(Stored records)
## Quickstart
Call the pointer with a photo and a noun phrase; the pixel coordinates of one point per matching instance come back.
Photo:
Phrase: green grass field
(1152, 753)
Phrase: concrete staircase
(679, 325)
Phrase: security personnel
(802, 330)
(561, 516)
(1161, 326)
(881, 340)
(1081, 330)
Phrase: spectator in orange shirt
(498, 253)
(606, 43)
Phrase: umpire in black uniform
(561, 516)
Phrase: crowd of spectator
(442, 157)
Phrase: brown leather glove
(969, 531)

● Work instructions: Reproduce each line of the records above verbatim, with nothing left out.

● Solution for this problem:
## Quickstart
Call the pointer with a photo and a noun phrase; the pixel coordinates of one point per matching instance come back.
Photo:
Phrase: green grass field
(1152, 753)
Phrase: concrete staircase
(679, 325)
Phrase: security personnel
(802, 330)
(561, 516)
(1161, 326)
(881, 340)
(1081, 330)
Phrase: spectator in orange shirt
(498, 253)
(606, 43)
Phrase: umpire in black uniform
(561, 516)
Phrase: crowd of spectator
(442, 157)
Phrase: brown leather glove
(969, 531)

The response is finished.